Problem details:
Word for word, restate the data that follows, omitting the images.

Data for this task:
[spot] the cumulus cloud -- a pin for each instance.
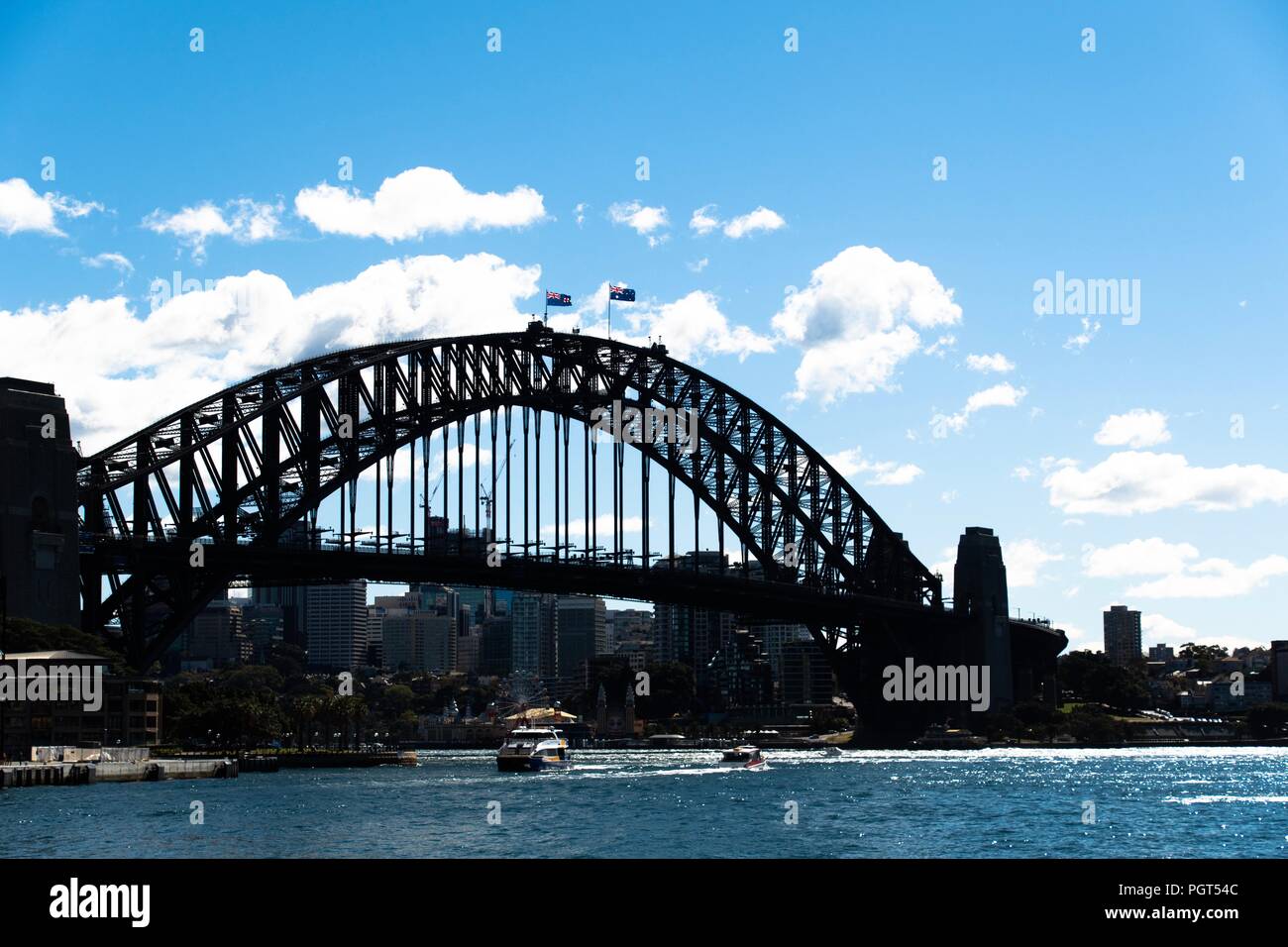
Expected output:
(1158, 629)
(884, 474)
(1132, 482)
(703, 219)
(1149, 557)
(999, 395)
(986, 364)
(1024, 561)
(761, 219)
(692, 326)
(243, 219)
(1212, 579)
(119, 262)
(1137, 428)
(22, 209)
(643, 219)
(121, 368)
(858, 320)
(416, 202)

Output of the task:
[spot] the cumulus cloud -- a pin for each instance.
Expected output:
(1158, 629)
(884, 474)
(1132, 482)
(703, 219)
(1149, 557)
(999, 395)
(986, 364)
(1024, 561)
(761, 219)
(692, 326)
(243, 219)
(1212, 579)
(119, 262)
(1137, 428)
(22, 209)
(643, 219)
(121, 368)
(858, 320)
(416, 202)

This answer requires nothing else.